◆ Problem requirements
Arrange the stretch of the entries below, from the line containing "As a warehouse robot's perception module, locate conifer" through the line containing "3,78,800,306", as a JSON list of strings with one string per line and blank lines omitted.

[Stored items from a collection]
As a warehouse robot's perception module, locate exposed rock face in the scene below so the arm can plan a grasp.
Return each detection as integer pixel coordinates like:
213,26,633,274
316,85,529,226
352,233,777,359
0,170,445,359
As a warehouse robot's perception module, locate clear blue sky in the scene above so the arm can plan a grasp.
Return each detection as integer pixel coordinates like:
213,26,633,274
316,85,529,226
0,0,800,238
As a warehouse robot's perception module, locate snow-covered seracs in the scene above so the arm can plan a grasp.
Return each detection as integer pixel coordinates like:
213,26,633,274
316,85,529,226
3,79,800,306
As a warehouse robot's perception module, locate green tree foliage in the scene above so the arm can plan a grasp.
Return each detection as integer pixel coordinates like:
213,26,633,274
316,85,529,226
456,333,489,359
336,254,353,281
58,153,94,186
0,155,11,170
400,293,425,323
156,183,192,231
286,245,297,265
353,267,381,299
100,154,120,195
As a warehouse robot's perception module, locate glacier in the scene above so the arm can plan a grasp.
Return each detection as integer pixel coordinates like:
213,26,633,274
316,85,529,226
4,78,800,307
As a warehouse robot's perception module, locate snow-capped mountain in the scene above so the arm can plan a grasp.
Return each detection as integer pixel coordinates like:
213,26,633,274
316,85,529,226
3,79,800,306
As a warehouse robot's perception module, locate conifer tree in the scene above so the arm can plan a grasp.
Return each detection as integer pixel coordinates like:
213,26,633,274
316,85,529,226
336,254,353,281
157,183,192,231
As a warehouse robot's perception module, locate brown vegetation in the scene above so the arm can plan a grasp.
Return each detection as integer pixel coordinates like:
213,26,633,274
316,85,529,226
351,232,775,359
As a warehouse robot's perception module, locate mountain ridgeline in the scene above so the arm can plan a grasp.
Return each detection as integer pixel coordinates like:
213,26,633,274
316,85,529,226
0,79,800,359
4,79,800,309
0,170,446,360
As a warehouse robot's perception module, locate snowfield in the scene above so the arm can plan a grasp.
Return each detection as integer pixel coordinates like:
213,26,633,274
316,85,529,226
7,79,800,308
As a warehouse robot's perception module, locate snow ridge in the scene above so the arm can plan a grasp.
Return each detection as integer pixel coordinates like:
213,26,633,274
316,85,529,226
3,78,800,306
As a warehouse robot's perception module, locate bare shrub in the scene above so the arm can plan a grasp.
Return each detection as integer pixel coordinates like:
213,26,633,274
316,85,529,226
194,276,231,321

◆ Final result
[
  "As a warehouse robot's perception module, locate conifer tree in the scene above so the arm can plan a grasp.",
  "Return each detection as integer pixel coordinates like:",
  "213,26,633,274",
  "316,85,529,226",
  "336,254,353,281",
  "157,183,192,231",
  "As a warehouse robot's perception module, locate brown vegetation in the scene above so the arm can plan a grasp.",
  "Return each detection as integer pixel coordinates like:",
  "213,26,633,274",
  "316,85,529,226",
  "351,232,775,359",
  "As a warehouse robot's perception module, locate mountain ridgeline in the scene above so the arm can plan a grasp.",
  "Return each detection as integer pixel coordinates like:",
  "213,26,633,274",
  "316,85,529,226",
  "0,79,800,359",
  "4,79,800,309",
  "0,170,446,360",
  "As a warehouse robot's perception module, locate snowfield in the scene above so the arm can plan a grasp.",
  "Return each detection as integer pixel coordinates like:",
  "213,26,633,274",
  "316,85,529,226",
  "7,79,800,308",
  "As a warehouse robot's perception module, locate snow ridge in the scene above so the arm can plan a grasp.",
  "Return each detection as integer pixel coordinates like:",
  "213,26,633,274",
  "316,85,529,226",
  "3,78,800,306"
]